-------- DATA PROVIDED

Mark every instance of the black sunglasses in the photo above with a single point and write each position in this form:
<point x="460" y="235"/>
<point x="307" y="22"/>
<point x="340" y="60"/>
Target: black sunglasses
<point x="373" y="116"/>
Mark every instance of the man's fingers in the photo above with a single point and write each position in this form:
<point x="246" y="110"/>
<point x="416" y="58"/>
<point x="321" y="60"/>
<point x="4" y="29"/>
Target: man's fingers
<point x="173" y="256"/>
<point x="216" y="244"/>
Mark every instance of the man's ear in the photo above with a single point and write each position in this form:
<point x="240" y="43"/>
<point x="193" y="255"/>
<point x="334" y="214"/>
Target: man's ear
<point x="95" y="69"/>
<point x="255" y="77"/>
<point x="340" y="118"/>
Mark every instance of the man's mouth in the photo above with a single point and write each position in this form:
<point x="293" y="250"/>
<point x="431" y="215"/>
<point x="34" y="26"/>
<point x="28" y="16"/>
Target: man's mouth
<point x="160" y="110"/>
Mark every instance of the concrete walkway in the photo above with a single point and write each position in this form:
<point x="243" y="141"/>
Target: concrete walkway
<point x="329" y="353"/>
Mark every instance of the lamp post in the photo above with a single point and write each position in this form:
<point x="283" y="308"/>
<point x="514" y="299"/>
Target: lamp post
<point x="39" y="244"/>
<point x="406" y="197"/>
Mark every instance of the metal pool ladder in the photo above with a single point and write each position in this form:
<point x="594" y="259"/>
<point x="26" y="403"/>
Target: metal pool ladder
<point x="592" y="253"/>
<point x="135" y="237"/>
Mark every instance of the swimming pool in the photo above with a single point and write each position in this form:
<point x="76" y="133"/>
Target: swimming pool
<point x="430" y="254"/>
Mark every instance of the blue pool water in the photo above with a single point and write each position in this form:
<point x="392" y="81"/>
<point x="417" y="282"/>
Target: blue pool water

----------------

#### [EXERCISE INSTRUCTIONS]
Recast all of the data above as a JSON list of strings, with one string for each line and any blank lines omitted.

#### [EXPECTED OUTPUT]
[
  "Mark every instance of the black sunglasses in the photo above with a single point and write each position in this form:",
  "<point x=\"460\" y=\"235\"/>",
  "<point x=\"307\" y=\"22\"/>",
  "<point x=\"340\" y=\"60\"/>",
  "Target: black sunglasses",
  "<point x=\"373\" y=\"116\"/>",
  "Mark every instance of the man's fingers in the photo above with a single point and write each position in this form:",
  "<point x=\"246\" y=\"110\"/>",
  "<point x=\"416\" y=\"58\"/>",
  "<point x=\"321\" y=\"60\"/>",
  "<point x=\"4\" y=\"29\"/>",
  "Target: man's fingers",
  "<point x=\"173\" y=\"256\"/>",
  "<point x=\"216\" y=\"244\"/>",
  "Mark every instance of the man's ear in the photo above with a single point and write each position in this form:",
  "<point x=\"240\" y=\"43\"/>",
  "<point x=\"193\" y=\"255\"/>",
  "<point x=\"334\" y=\"214\"/>",
  "Target: man's ear",
  "<point x=\"95\" y=\"69\"/>",
  "<point x=\"255\" y=\"77\"/>",
  "<point x=\"340\" y=\"118\"/>",
  "Mark every instance of the man's mouth in the photo above with a single point and write each position in this form:",
  "<point x=\"293\" y=\"250\"/>",
  "<point x=\"431\" y=\"215\"/>",
  "<point x=\"34\" y=\"26\"/>",
  "<point x=\"28\" y=\"16\"/>",
  "Target: man's mouth",
  "<point x=\"160\" y=\"110\"/>",
  "Mark every instance of the concrete walkway in the photo above with a single point and write each position in this form:",
  "<point x=\"243\" y=\"141\"/>",
  "Target: concrete walkway",
  "<point x=\"329\" y=\"353\"/>",
  "Mark every instance of the lamp post in the photo above with a single point and write each position in this form:",
  "<point x=\"283\" y=\"308\"/>",
  "<point x=\"514\" y=\"299\"/>",
  "Target: lamp post",
  "<point x=\"39\" y=\"244\"/>",
  "<point x=\"406\" y=\"197\"/>",
  "Mark every instance of the metal pool ladder in the photo above with a single point and write each position in this form:",
  "<point x=\"594\" y=\"259\"/>",
  "<point x=\"26\" y=\"403\"/>",
  "Target: metal pool ladder",
  "<point x=\"592\" y=\"253\"/>",
  "<point x=\"135\" y=\"237\"/>",
  "Mark every instance of the swimming pool in the photo above with a single point and write each position in this form:",
  "<point x=\"76\" y=\"133\"/>",
  "Target: swimming pool",
  "<point x=\"430\" y=\"254\"/>",
  "Mark every instance of the blue pool water in the photo above with a single point and write each position in this form:",
  "<point x=\"392\" y=\"81\"/>",
  "<point x=\"417\" y=\"282\"/>",
  "Target: blue pool water"
]